### Extrait

En outre, la crise sanitaire enfonce le clou d’orientations déjà en cours et souligne le rôle majeur des Régions appelées à relayer le plan de relance national. Celles-ci n’ont toutefois pas attendu le Gouvernement pour agir. Le Grand Est, par exemple, a lancé dès juillet son plan de relance Business Act qui fait plancher vingt-deux groupes de travail, dont un dédié à l’agriculture. Les racines agricoles des élus régionaux missionnés sur l’agriculture ne sont sans doute pas étrangères à l’attention portée au secteur, puisqu’une bonne partie a une exploitation. Cependant, la posture politique ne résonne pas forcément avec les nécessités des professionnels, selon Philippe Sommer, directeur de La Coopération agricole Nouvelle-Aquitaine : « Les Régions ont à répondre à des citoyens électeurs. Nous, nous avons à répondre aux besoins des consommateurs. On doit alors trouver un juste compromis. »

coconstruire avec la profession

D’où l’implication nécessaire des acteurs du terrain dans les réflexions menées par les Régions. Avec, certes, une coopération agricole qui peut avoir des relations plus ancrées avec les services régionaux que le négoce, notamment en matière de recours aux aides. Patricia Ranouil, directrice du Naca, reconnaît que « les négociants n’ont pas tous encore le réflexe de parler de leurs projets et de demander alors des aides ». De son côté, Pascale Gaillot, vice-présidente agriculture du Grand Est, veille à ce que tous les acteurs soient autour de la table, « sinon, je rappelle les absents » : « Nous consultons en permanence les filières. On n’agira jamais contre l’avis des professionnels, même si nous pouvons les alerter sur des points de vigilance. Notre équipe d’élus est en relation permanente avec les chambres d’agriculture, les coops et négoces. »

L’ère de la coconstruction semble être bien effective dans le Grand Est, tout comme elle l’est en Nouvelle-Aquitaine ou dans les Hauts-de-France. « La feuille de route Néo Terra a été bâtie avec la profession comme pour nos autres feuilles de route stratégiques, souligne Charlotte Nommé, directrice agriculture NA. Nous voulons du concret en mettant en place des dispositifs qui auront le plus possible un effet levier pour répondre aux enjeux définis. Aussi, coopératives et négoces sont clairement des partenaires pour travailler avec nous et participer à nos plans protéines, bio, sortie des pesticides, par exemple. » Des liens qui ne peuvent qu’être appelés à se renforcer. Les entreprises y ont tout à gagner, comme le souligne au sujet des PAT Christophe Vaurs, de La Coopération agricole (p. 22).

### Consigne A
Dans l'extrait sur les Régions et l'agriculture, relevez mot pour mot le passage qui commence aux mots contenant "L’ère de la" et s'arrête après "Coopération agricole (p. 22).".
### Consigne B
D'après l'extrait sur les Régions et l'agriculture, pour quelle raison faut-il associer les acteurs du terrain aux réflexions des Régions ? Répondez en une à trois phrases.
### Consigne C
Selon l'extrait sur les Régions et l'agriculture, combien de groupes de travail le plan de relance Business Act du Grand Est mobilise-t-il ?

### Enregistrements
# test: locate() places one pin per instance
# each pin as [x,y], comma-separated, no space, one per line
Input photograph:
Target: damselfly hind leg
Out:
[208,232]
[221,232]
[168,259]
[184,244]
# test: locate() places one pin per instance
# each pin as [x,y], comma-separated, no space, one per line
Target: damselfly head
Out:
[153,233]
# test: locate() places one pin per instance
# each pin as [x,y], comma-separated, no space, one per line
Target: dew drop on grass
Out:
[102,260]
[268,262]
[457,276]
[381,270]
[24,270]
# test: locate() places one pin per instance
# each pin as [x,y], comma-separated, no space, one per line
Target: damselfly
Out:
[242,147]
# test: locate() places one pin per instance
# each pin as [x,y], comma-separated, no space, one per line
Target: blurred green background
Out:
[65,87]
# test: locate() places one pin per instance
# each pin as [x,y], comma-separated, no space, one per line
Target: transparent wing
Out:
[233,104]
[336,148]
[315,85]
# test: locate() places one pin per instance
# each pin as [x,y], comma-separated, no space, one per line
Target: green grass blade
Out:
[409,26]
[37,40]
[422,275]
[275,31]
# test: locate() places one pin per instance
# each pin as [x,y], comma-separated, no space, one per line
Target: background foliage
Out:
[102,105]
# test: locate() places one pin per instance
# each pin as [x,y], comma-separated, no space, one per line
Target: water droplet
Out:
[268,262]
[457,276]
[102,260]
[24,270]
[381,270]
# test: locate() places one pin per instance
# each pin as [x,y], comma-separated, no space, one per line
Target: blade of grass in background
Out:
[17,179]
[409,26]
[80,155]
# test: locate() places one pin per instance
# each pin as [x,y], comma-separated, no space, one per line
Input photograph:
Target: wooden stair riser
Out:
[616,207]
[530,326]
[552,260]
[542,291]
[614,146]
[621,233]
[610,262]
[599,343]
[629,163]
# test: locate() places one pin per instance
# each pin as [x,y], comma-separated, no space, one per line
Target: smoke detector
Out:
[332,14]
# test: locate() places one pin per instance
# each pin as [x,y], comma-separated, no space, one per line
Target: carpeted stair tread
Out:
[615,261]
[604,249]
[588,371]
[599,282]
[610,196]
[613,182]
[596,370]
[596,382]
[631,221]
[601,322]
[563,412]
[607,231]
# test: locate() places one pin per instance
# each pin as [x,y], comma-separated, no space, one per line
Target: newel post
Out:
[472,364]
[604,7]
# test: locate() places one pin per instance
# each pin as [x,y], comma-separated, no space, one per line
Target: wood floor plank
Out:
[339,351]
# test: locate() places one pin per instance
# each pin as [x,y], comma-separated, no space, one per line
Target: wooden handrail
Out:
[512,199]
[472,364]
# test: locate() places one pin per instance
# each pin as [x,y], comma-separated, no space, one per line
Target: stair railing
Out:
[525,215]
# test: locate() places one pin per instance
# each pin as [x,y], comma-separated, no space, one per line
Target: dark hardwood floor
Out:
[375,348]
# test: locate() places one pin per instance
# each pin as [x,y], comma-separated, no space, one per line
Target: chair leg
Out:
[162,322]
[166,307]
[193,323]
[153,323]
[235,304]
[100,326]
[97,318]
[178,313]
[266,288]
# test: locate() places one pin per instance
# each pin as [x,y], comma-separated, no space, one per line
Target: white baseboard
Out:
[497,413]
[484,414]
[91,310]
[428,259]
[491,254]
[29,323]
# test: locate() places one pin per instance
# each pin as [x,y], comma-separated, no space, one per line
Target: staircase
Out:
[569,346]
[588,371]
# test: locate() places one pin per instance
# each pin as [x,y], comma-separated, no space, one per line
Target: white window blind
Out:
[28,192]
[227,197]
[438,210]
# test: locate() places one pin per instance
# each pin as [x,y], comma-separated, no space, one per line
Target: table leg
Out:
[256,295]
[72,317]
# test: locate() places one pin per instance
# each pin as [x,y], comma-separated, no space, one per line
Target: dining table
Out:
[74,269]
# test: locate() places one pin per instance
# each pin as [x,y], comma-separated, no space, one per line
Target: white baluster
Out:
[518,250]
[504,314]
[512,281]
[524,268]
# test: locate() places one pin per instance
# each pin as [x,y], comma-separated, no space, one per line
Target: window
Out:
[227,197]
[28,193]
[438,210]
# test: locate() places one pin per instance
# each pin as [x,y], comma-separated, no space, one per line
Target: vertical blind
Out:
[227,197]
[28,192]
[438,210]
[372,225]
---
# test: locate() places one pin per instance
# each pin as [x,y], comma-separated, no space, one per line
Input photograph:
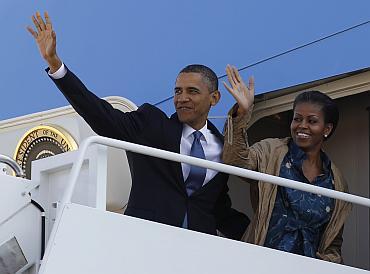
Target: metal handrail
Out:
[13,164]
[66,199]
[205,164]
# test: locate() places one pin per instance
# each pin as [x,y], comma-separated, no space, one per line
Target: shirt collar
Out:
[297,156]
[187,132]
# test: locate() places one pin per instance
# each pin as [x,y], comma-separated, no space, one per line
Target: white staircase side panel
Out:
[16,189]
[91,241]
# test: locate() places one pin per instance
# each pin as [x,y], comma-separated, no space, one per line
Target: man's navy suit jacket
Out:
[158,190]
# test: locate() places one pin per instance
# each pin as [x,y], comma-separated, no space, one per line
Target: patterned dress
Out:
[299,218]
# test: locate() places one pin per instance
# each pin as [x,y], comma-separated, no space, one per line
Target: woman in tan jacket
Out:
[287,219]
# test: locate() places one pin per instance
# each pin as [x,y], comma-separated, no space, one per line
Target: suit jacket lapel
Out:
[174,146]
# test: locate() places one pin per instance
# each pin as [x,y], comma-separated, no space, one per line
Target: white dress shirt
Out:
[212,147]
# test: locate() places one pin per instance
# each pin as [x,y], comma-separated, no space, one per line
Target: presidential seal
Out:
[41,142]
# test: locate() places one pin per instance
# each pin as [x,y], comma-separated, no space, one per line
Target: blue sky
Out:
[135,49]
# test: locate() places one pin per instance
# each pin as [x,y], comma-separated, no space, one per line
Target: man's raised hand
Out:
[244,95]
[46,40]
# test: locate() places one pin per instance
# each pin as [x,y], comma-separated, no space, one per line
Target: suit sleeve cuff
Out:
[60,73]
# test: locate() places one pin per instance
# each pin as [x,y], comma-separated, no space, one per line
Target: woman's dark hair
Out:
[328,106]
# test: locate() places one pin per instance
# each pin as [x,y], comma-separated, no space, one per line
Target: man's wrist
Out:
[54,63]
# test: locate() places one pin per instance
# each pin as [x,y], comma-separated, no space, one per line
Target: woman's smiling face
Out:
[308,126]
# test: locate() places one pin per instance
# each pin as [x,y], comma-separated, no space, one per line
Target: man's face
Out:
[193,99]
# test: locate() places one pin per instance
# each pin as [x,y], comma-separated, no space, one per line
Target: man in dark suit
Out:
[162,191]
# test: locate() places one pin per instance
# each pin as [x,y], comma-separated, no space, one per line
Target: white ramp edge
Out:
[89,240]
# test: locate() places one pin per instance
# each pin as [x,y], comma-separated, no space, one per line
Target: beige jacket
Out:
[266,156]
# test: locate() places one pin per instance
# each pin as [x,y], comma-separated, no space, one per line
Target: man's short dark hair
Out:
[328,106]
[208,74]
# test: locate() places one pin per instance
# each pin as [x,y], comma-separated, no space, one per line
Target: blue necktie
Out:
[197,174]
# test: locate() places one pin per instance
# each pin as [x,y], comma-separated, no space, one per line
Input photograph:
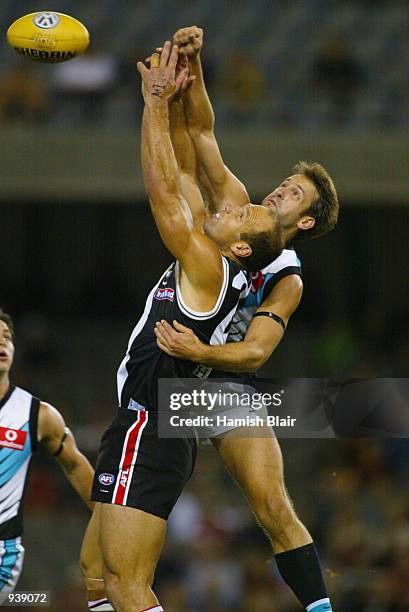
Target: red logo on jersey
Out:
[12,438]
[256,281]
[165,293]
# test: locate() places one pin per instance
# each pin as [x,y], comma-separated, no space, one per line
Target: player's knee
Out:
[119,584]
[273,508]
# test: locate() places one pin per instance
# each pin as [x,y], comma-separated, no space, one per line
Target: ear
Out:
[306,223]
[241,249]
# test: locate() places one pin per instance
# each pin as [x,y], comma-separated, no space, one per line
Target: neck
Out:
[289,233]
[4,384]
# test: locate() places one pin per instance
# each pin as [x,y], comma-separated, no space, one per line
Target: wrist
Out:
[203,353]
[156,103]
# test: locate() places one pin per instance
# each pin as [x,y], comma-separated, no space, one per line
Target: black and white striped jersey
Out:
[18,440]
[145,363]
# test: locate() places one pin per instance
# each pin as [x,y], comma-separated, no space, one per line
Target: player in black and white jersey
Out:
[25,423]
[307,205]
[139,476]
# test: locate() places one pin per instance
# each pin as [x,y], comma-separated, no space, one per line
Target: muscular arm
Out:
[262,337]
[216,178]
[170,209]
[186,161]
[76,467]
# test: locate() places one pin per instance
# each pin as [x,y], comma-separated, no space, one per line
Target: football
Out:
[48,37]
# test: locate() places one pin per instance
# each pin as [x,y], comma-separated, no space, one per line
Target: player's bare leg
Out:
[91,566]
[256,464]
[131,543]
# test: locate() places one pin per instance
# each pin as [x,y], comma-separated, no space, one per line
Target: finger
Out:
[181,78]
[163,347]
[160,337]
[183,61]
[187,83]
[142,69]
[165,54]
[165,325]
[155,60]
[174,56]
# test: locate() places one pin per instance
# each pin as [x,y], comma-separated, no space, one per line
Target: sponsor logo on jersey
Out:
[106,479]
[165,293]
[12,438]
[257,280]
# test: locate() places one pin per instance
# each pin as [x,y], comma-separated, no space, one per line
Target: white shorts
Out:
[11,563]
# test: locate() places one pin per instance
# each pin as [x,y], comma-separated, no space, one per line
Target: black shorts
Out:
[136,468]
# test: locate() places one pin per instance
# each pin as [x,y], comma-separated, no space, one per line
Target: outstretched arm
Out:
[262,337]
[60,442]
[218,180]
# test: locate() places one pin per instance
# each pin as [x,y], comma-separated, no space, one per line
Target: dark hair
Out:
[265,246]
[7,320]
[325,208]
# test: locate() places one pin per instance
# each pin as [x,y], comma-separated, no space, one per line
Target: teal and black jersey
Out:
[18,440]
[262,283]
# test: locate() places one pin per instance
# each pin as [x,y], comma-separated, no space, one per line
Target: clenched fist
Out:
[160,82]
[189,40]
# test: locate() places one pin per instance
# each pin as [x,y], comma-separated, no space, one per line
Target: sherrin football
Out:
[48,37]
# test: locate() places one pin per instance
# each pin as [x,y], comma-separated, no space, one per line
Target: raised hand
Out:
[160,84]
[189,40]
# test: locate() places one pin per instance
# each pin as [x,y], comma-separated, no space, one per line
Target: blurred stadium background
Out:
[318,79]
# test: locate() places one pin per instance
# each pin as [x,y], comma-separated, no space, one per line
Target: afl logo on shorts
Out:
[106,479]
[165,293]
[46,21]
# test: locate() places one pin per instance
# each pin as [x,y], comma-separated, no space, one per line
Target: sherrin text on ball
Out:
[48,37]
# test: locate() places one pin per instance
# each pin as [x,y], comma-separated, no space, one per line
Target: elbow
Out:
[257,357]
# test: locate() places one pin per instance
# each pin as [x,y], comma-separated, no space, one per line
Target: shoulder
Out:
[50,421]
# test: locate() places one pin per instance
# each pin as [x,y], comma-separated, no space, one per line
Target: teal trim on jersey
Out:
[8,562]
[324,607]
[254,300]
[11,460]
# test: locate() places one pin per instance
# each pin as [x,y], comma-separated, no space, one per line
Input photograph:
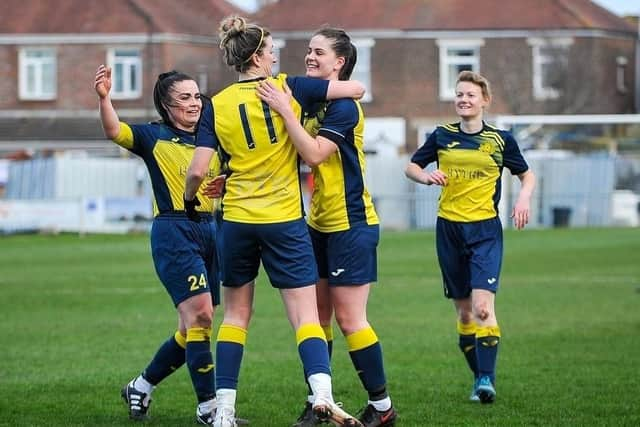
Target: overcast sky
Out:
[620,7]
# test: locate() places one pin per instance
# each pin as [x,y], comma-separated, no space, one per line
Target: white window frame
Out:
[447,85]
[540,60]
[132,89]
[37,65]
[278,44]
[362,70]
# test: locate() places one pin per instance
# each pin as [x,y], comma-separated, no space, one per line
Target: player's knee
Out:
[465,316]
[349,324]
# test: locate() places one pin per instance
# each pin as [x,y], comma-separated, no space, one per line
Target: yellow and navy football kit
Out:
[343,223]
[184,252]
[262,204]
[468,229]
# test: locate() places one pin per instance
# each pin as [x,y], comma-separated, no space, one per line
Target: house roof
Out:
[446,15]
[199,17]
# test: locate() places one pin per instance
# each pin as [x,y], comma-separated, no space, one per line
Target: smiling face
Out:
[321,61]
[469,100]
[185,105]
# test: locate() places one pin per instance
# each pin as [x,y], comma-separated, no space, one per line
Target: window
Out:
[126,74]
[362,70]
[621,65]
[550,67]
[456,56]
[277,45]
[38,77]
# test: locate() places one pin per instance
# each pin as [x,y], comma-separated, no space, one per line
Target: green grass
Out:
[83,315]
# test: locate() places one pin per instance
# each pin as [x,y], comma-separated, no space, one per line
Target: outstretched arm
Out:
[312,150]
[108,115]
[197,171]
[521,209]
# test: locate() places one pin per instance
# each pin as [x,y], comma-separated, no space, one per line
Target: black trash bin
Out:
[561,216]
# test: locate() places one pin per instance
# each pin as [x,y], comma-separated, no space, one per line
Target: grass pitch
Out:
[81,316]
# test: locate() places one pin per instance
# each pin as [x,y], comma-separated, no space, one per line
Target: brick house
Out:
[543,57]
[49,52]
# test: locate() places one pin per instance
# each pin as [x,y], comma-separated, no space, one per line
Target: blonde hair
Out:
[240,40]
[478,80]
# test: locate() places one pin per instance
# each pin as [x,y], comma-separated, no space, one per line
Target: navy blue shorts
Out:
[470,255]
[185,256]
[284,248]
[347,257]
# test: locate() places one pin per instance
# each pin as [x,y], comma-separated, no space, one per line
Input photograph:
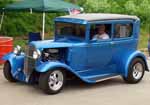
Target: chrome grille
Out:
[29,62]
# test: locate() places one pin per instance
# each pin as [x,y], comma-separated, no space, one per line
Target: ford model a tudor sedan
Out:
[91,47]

### Réponse rédigée A
L’ère de la coconstruction semble être bien effective dans le Grand Est, tout comme elle l’est en Nouvelle-Aquitaine ou dans les Hauts-de-France. « La feuille de route Néo Terra a été bâtie avec la profession comme pour nos autres feuilles de route stratégiques, souligne Charlotte Nommé, directrice agriculture NA. Nous voulons du concret en mettant en place des dispositifs qui auront le plus possible un effet levier pour répondre aux enjeux définis. Aussi, coopératives et négoces sont clairement des partenaires pour travailler avec nous et participer à nos plans protéines, bio, sortie des pesticides, par exemple. » Des liens qui ne peuvent qu’être appelés à se renforcer. Les entreprises y ont tout à gagner, comme le souligne au sujet des PAT Christophe Vaurs, de La Coopération agricole (p. 22).

### Réponse rédigée B
La posture politique des Régions ne correspond pas forcément aux besoins des professionnels. Selon Philippe Sommer, les Régions doivent répondre à des citoyens électeurs, tandis que les professionnels doivent répondre aux besoins des consommateurs. Il faut donc trouver un juste compromis.

### Réponse rédigée C
Il en mobilise vingt-deux, dont un consacré à l'agriculture.